### GIVEN REQUEST
Each entry should be quoted word for word, including every mark of punctuation.

# START OF PROVIDED DATA

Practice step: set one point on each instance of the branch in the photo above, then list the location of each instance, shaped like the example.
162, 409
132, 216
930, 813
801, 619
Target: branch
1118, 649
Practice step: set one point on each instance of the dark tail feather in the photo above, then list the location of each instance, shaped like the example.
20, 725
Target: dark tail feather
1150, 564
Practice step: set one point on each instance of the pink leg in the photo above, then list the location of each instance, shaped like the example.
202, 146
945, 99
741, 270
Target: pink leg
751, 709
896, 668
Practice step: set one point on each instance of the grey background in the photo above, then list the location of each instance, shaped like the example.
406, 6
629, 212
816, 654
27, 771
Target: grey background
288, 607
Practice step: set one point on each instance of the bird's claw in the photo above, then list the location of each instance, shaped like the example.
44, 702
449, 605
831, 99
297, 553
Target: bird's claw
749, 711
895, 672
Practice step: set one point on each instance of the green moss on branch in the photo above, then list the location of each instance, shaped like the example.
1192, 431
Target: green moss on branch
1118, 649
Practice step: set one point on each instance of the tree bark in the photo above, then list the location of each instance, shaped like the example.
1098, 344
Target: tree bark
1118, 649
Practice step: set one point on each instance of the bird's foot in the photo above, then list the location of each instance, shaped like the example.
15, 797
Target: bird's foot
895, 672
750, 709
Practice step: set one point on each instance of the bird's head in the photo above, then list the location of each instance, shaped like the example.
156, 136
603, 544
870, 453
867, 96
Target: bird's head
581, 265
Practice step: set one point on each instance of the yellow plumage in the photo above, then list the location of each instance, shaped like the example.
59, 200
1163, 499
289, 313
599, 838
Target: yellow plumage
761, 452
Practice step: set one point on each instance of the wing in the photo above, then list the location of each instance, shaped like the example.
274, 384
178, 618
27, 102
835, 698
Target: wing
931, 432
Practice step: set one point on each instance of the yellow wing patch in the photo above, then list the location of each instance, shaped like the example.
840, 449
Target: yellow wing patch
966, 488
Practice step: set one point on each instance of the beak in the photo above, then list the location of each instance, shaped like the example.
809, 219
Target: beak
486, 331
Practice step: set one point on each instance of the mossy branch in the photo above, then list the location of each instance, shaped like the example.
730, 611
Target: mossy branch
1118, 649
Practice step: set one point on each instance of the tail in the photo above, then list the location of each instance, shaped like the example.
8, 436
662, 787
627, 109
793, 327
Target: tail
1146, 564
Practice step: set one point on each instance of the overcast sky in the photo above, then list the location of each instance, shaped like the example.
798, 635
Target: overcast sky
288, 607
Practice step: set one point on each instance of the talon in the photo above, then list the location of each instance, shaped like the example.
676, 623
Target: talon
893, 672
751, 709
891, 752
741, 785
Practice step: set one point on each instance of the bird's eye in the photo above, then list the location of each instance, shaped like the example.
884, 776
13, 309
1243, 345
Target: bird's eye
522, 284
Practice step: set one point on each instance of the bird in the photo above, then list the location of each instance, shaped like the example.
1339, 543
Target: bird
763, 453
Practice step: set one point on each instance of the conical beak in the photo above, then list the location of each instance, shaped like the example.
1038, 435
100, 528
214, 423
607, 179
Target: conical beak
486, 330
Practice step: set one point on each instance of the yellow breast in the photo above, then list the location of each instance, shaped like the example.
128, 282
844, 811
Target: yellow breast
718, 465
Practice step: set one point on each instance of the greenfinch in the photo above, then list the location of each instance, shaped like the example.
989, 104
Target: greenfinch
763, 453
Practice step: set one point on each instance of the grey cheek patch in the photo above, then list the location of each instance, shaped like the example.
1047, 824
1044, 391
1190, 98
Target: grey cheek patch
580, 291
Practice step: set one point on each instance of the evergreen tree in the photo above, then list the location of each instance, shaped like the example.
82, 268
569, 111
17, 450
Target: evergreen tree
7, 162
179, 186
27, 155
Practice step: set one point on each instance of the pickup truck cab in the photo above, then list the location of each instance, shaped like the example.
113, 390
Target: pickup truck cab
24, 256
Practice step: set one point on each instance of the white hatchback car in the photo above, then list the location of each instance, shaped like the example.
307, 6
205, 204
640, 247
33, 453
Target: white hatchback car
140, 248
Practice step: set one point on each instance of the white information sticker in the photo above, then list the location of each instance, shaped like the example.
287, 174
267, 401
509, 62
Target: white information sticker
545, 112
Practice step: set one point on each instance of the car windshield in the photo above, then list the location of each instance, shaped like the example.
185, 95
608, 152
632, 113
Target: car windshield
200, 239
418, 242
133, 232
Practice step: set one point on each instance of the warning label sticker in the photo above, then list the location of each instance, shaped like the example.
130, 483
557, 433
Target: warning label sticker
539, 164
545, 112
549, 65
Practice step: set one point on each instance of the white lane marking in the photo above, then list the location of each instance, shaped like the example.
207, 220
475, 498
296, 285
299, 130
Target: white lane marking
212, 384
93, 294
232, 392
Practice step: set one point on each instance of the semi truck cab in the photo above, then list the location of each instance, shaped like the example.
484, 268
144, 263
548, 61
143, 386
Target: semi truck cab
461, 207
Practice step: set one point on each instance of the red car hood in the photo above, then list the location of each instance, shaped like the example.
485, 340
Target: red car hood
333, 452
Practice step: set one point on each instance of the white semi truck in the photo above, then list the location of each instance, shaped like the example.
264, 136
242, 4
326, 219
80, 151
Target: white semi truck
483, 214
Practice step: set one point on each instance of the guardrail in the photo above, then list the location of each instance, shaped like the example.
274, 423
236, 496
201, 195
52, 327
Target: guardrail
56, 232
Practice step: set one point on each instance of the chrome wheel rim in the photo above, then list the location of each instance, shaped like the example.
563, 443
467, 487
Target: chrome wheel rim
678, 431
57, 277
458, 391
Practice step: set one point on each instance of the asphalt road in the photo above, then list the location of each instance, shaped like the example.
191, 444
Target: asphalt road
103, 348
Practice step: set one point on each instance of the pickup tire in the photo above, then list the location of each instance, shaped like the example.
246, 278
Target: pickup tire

# END OF PROVIDED DATA

### SOLUTION FOR THIS PROBLEM
Practice step: set one point on each instance of the branch in the photo above, then list the location of each instance, shaped like the example.
162, 409
132, 216
930, 813
801, 619
Target: branch
1118, 649
Practice step: set one point on each instance of the dark tail feather in the photo above, then list the location of each instance, shaped like the example.
20, 725
Target: dark tail feather
1150, 564
Practice step: set one point on each instance of the pink leg in the photo above, then list the location of each instance, shaped like the example.
202, 146
945, 99
741, 270
Target: pink leg
751, 709
896, 668
Practice step: set one point on each instance of the grey background in the photo above, then list the location of each instance, shaped like the example.
406, 6
629, 212
816, 654
27, 771
Target: grey background
288, 607
Practice step: set one point on each instance of the bird's claw in the photo above, then list the location of each instance, shaped like the example.
44, 702
449, 605
831, 99
297, 553
Target: bird's claw
749, 711
895, 672
Practice step: set one point on each instance of the green moss on branch in the photo above, then list the location of each instance, shaped like the example.
1192, 431
Target: green moss on branch
1118, 649
Practice step: set one point on each instance of the tree bark in the photo above, then list the location of each instance, shaped like the example.
1098, 344
Target: tree bark
1118, 649
Practice step: set one point on each instance of the bird's foot in the photo above, then list the location of each instance, shaped like the example.
15, 797
Target: bird's foot
895, 672
750, 709
Practice step: set one point on each instance of the bird's head in the photo above, then list the location of each instance, shaped like the example.
156, 136
603, 544
870, 453
867, 96
Target: bird's head
581, 265
Practice step: set one point on each instance of the yellow plumage in the photo above, then list the location of each instance, shaped like the example.
59, 200
1163, 499
289, 313
599, 838
Target: yellow plumage
761, 452
Practice step: set one point on each instance of the wing in the photo above, then list the location of each instance, shaped like the example.
274, 384
178, 618
27, 102
835, 698
Target: wing
931, 432
Practice step: set one point on each instance of the yellow wing patch in the photo above, then list the location of each instance, shaped like the example.
840, 449
Target: yellow wing patch
966, 488
Practice step: set one point on each instance of the beak in the photo above, then list the location of each instance, shaped like the example.
809, 219
Target: beak
486, 331
Practice step: set one point on each instance of the mossy branch in the photo above, then list the location of each instance, shaped like the example.
730, 611
Target: mossy branch
1118, 649
Practice step: set one point on each instance of the tail in the photo above, then list the location of each instance, shaped like the example.
8, 436
662, 787
627, 109
793, 327
Target: tail
1146, 564
Practice step: set one point on each instance of the overcast sky in the photo above, then list the location of each instance, shaped like the example.
798, 635
Target: overcast sky
288, 607
Practice step: set one point on each instance of the talon in the photo above, then list the location of each instance, shaped like the example.
676, 623
Target: talon
893, 672
751, 709
891, 752
741, 785
Practice step: set one point on each instance of the bird's eye in the photo above, then list the location of each instance, shaped like the example.
884, 776
13, 309
1243, 345
Target: bird's eye
522, 284
Practice step: set one point on each instance of the bird in the photo above, then list the location of each instance, shaped like the example.
1339, 543
Target: bird
763, 453
Practice step: set one point on each instance of the conical beak in the photo above, then list the location of each instance, shaped like the example.
1038, 435
100, 528
214, 423
607, 179
Target: conical beak
486, 330
Practice step: set one point on each instance of the yellow breast in the photo above, then list the location of each instance, shaped like the example.
128, 282
844, 811
Target: yellow breast
718, 465
Practice step: set one point on each instance of the greenfinch in the photo above, then list the location of each instance, shaped like the example.
989, 104
Target: greenfinch
763, 453
Practice step: set one point on each instance of the grey cheek patch in the photo above, then list the location of each instance, shaped like the example.
1047, 824
1044, 391
1190, 98
Target: grey cheek patch
580, 291
Practice step: set one point on each instance of the evergreen tree in the photo above, then list the location of each instance, shaped like the example.
82, 268
569, 111
17, 450
Target: evergreen tree
7, 162
179, 186
27, 155
Practice step: set one point on each instance of the pickup truck cab in the photo above, then list the location of each instance, shaped like the example.
113, 390
Target: pickup truck cab
24, 256
Practice step: set one point on each instance of the white hatchback car in the photo above, then list the location of each instance, shaped like the example.
307, 6
205, 204
640, 247
33, 453
Target: white hatchback car
140, 248
Practice step: set one point on each instance of the white information sticker in the photo above, then list the location of each instance, shaped like the example.
287, 174
267, 401
509, 62
Target: white information sticker
545, 112
Practice step: set one point on each instance of the car windshield in the photo above, then list the location of each instance, shaped like the example.
185, 95
608, 152
632, 113
Target: car windshield
200, 239
418, 242
133, 232
Practice step: set one point on each instance of the warning label sticker in the photo above, then list the location of each instance, shaped like the example.
130, 483
557, 433
Target: warning label sticker
539, 164
545, 112
549, 65
Practice step: set one point on each instance of the white lane marking in the photo above, then list the location of each instance, shaped like the example.
207, 220
475, 498
296, 285
299, 130
Target: white lane marking
212, 384
93, 294
232, 392
Practice step: set one point on each instance of the semi truck cab in the photo above, then list the location of each instance, shaped like the example.
484, 268
144, 263
548, 61
143, 386
Target: semi truck cab
461, 207
Practice step: set one point on each instance of the red car hood in the photo above, then list the location of each instance, shaped like the example.
485, 340
Target: red car hood
333, 452
Practice step: set one point on each instance of the white semi truck in the photo above, then list the location of each instance, shaped like the example.
264, 136
242, 4
326, 219
80, 151
Target: white semi truck
483, 214
Practice step: set one point on each instance of the guardrail in the photo above, then list the location of each instance, shaped like the example.
274, 423
236, 496
201, 195
52, 327
Target: guardrail
56, 232
Practice step: set one point on each instance of the chrome wheel rim in the photo above, then list the location of each instance, shaped like the example.
563, 443
467, 487
Target: chrome wheel rim
678, 431
57, 277
458, 391
Practice step: set one point on each instance of the asphalt road in the photo above, then list the location of each instance, shaped like the example.
191, 444
Target: asphalt road
103, 348
Practice step: set one point on each instance of the pickup tire in the photo above, then list the location of each instance, shaped like the example.
246, 278
Target: pickup tire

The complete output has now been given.